▶ [ENUNCIADO]
Copia literalmente el fragmento del texto sobre el miedo y el amor que va entre "Sin embargo, quienes" y "espiral del pánico.", ambos incluidos.

▶ [SECCIÓN DE TEXTO]

El miedo y el amor no solamente mueven el mundo, sino
que a menudo aparecen como un mismo ser,
igual que siameses unidos por la espalda.
Entre uno y otro no hay paradoja posible. Viven en perfecta simbiosis. Ambos se complementan y se nutren del mismo alimento. Por eso, la tarde en que me enamoré
se me instaló en el alma un miedo desconocido y eterno, frente al que no
hay solución, porque es directamente
proporcional al amor que siento.
Padres y madres
se convierten en personas diferentes a las que eran antes de traer un hijo al
mundo, porque desde el momento en que lo
son, el miedo les abduce y un temor
irracional y salvaje, propio de bestias, que jamás resuelven, conduce toda su
existencia, por mucho que establezcan alrededor de su vástagos un muro de prevenciones inútiles. Cuanto más quieren a sus hijos, más
miedos acumulan.
Sin embargo, quienes
más saben sobre el miedo y el amor no son los padres, ni las madres, ni los
amantes apasionados, ni siquiera los obispos, y tampoco los mineros, los
soldados o los toreros. Quienes más saben
del amor y del miedo son los poetas y los políticos. Los primeros porque, mientras escriben en la fiebre
inspirada, padecen a diario sobre sus espaldas el peso acechante del fracaso, aunque, una vez finalizada la
obra, colocada en los escaparates, suelen quererse a ellos mismos más que a sus
propias madres, quienes viendo la orientación precoz de sus vidas hacia la nada, acaban sus días muertas
de miedo, porque temen que sus hijos
nunca se conviertan en hombres o mujeres de provecho. Es lo que se conoce como
la espiral del pánico.

▶ [BLOQUE DE DATOS]
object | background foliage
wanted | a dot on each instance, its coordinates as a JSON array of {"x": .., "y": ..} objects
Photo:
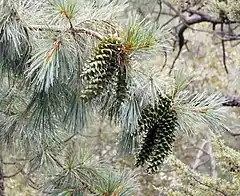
[{"x": 52, "y": 142}]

▶ [RESPUESTA CORRECTA]
Sin embargo, quienes
más saben sobre el miedo y el amor no son los padres, ni las madres, ni los
amantes apasionados, ni siquiera los obispos, y tampoco los mineros, los
soldados o los toreros. Quienes más saben
del amor y del miedo son los poetas y los políticos. Los primeros porque, mientras escriben en la fiebre
inspirada, padecen a diario sobre sus espaldas el peso acechante del fracaso, aunque, una vez finalizada la
obra, colocada en los escaparates, suelen quererse a ellos mismos más que a sus
propias madres, quienes viendo la orientación precoz de sus vidas hacia la nada, acaban sus días muertas
de miedo, porque temen que sus hijos
nunca se conviertan en hombres o mujeres de provecho. Es lo que se conoce como
la espiral del pánico.